RECORDS SUPPLIED: Begin

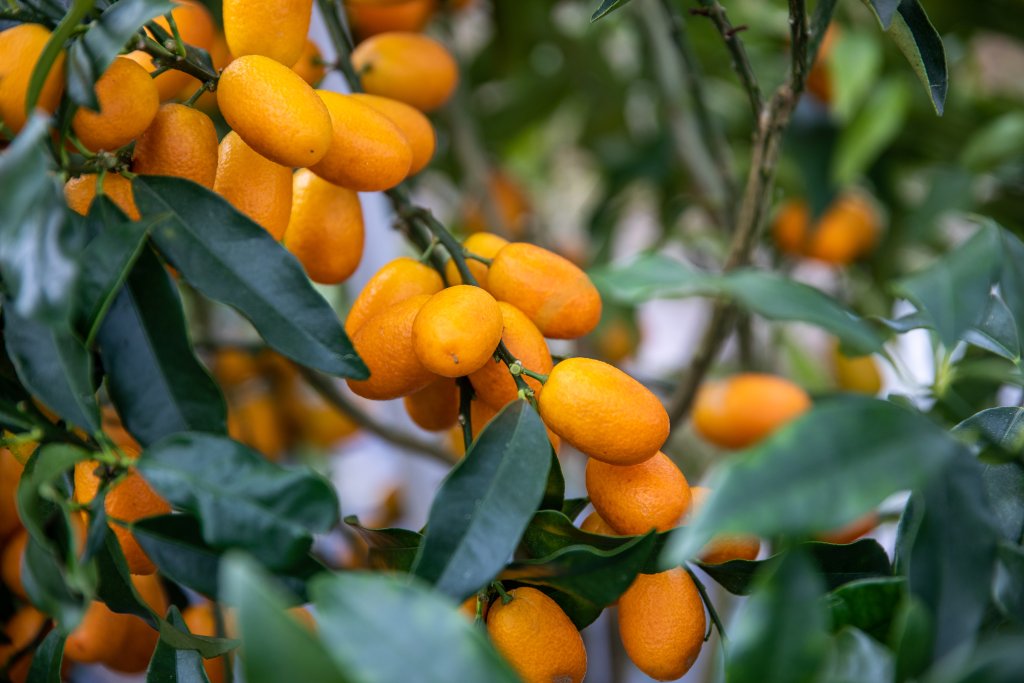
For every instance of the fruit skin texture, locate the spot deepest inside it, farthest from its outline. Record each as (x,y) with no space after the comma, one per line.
(551,290)
(724,547)
(385,344)
(741,410)
(457,331)
(368,153)
(274,111)
(481,244)
(637,498)
(603,412)
(493,382)
(255,185)
(536,637)
(398,280)
(325,229)
(180,141)
(81,190)
(407,67)
(130,500)
(128,102)
(19,50)
(272,29)
(662,624)
(417,129)
(435,407)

RECORDS SUPPLIED: End

GOAL OF THE EXERCISE:
From the first line to the last, repeat the records above exactly, leaving out the pictures.

ANSWER:
For every instance of the fruit skin texture, locate the spot deepest inside it, farthest from its outline. Record each as (x,y) with no space after the comma, one per line.
(551,290)
(724,547)
(385,344)
(741,410)
(457,331)
(368,153)
(274,111)
(481,244)
(637,498)
(603,412)
(493,382)
(255,185)
(536,637)
(398,280)
(325,229)
(180,141)
(81,190)
(407,67)
(130,500)
(128,102)
(19,50)
(272,29)
(662,624)
(417,129)
(435,407)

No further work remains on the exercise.